- _Requirement_
Copy out the data exactly as it appears, without a single image.

[Photo-based referring expression data]
────────

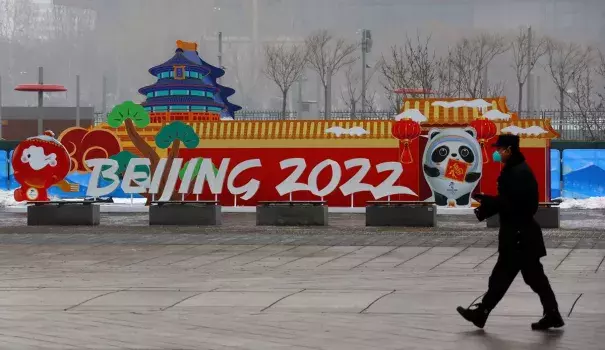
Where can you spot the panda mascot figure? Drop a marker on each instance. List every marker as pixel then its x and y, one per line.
pixel 452 164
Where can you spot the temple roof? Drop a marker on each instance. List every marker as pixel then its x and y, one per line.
pixel 179 59
pixel 186 84
pixel 439 116
pixel 182 100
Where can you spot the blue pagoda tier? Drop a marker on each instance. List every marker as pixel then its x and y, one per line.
pixel 186 90
pixel 190 51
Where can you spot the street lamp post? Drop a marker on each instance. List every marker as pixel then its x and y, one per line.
pixel 366 47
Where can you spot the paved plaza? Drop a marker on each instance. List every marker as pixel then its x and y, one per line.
pixel 122 286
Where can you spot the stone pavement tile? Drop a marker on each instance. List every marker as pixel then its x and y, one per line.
pixel 582 260
pixel 591 304
pixel 528 304
pixel 393 258
pixel 554 257
pixel 205 256
pixel 45 299
pixel 323 257
pixel 170 254
pixel 251 256
pixel 257 300
pixel 421 303
pixel 147 299
pixel 513 304
pixel 467 259
pixel 286 256
pixel 356 257
pixel 328 301
pixel 430 259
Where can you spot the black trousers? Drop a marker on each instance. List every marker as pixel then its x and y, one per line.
pixel 504 273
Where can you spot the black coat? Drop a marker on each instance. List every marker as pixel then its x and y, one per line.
pixel 516 203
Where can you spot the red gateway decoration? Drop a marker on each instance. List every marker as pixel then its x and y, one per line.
pixel 406 131
pixel 40 88
pixel 83 145
pixel 39 163
pixel 486 129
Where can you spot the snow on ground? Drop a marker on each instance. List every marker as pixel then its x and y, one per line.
pixel 589 203
pixel 7 200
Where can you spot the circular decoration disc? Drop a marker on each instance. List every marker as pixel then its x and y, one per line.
pixel 32 194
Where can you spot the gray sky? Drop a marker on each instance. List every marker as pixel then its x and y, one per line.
pixel 130 36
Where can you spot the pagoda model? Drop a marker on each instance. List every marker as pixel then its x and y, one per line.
pixel 190 52
pixel 186 89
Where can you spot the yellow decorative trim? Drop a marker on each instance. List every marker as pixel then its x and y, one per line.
pixel 186 45
pixel 533 143
pixel 298 143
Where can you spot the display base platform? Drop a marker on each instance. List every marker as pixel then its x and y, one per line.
pixel 292 214
pixel 185 214
pixel 63 214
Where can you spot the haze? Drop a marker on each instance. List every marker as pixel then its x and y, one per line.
pixel 122 39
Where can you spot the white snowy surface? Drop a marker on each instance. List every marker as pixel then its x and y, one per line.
pixel 588 203
pixel 495 114
pixel 532 130
pixel 7 199
pixel 413 114
pixel 137 205
pixel 478 103
pixel 355 131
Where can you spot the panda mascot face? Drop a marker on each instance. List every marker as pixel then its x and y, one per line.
pixel 452 165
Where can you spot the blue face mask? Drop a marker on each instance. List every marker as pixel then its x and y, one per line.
pixel 497 157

────────

- _Written solution_
Where can you spot the panda mascot figure? Drop a marker on each instance. List every marker as pixel then its x and y, one per line.
pixel 452 164
Where can you spot the temple roof? Drop a marker on each instance. List every marker as pixel then its x and y, one per line.
pixel 179 59
pixel 186 84
pixel 439 116
pixel 182 100
Where can you spot the blue pagoda tier? Drop a marker on each instance. List every marker as pixel then its x and y, one per line.
pixel 186 90
pixel 190 51
Where can you spot the street lamp post? Drop a marker on each instance. List every marker as pixel then its x and y, one per line.
pixel 366 47
Where can you spot the paved plaza? Drop a marker on each instance. List every marker as pixel then its x and y, one per line.
pixel 122 286
Where can you spot the stone pavement tile? Drop a marker on each instance. List every marker as pixel then its x and y, one per line.
pixel 582 260
pixel 591 304
pixel 528 304
pixel 393 258
pixel 554 257
pixel 205 256
pixel 45 299
pixel 323 257
pixel 170 254
pixel 251 256
pixel 257 300
pixel 421 303
pixel 147 299
pixel 513 304
pixel 467 259
pixel 286 256
pixel 356 257
pixel 328 301
pixel 430 259
Where can you spot the black trousers? Drop a marker on each instance. List every marker as pixel then its x and y, one per line.
pixel 504 273
Where can you spot the black coat? Drop a marker on each instance. List every marker as pixel then its x and y, one per line.
pixel 516 203
Where can you spot the red gateway decoration? Drop a marker on each instance. List every marker as pixel then its x and y, one per line.
pixel 406 131
pixel 40 88
pixel 83 145
pixel 39 163
pixel 486 129
Where can you spot the snow on ground? Drop a marker on each instance. List every marker as pixel then its x and y, one per line.
pixel 589 203
pixel 7 200
Where can you spot the circular decoration disc? Drop a marker on each instance. List every marker as pixel then its x and y, one per line.
pixel 32 194
Where can you spot the gray sky? Drop a marker on each instance. List every marker as pixel then its x and y, one per line.
pixel 130 36
Where can you spot the pagoda model? Drop a marker on each instance. List every marker as pixel then its x and y, one per line.
pixel 190 52
pixel 186 89
Where can you spot the yellow decorative trim? Drop a marker on each instance. List every marker as pixel then its x and y, one per line.
pixel 186 45
pixel 533 143
pixel 298 143
Where can you spot the display base platform? Drop a marker on each instance. List every marker as pixel then its x and y, one per line.
pixel 292 214
pixel 185 214
pixel 63 214
Where can you spot the haze? Drop a marker on each instance. List every marker as pixel then its x and y, one per line.
pixel 122 39
Where can you spot the white snowy surface? Drop a marker on each instance. List every marker as pixel then its x and y, one per line.
pixel 588 203
pixel 495 114
pixel 532 130
pixel 7 199
pixel 413 114
pixel 137 205
pixel 478 103
pixel 355 131
Where can you spot the panda mascot face? Drop a marker on each instance. List every marker as pixel then its x and y, one per line.
pixel 452 165
Where can you spot the blue face mask? Drop a marker on each instance. List every marker as pixel then its x and y, one per line.
pixel 497 157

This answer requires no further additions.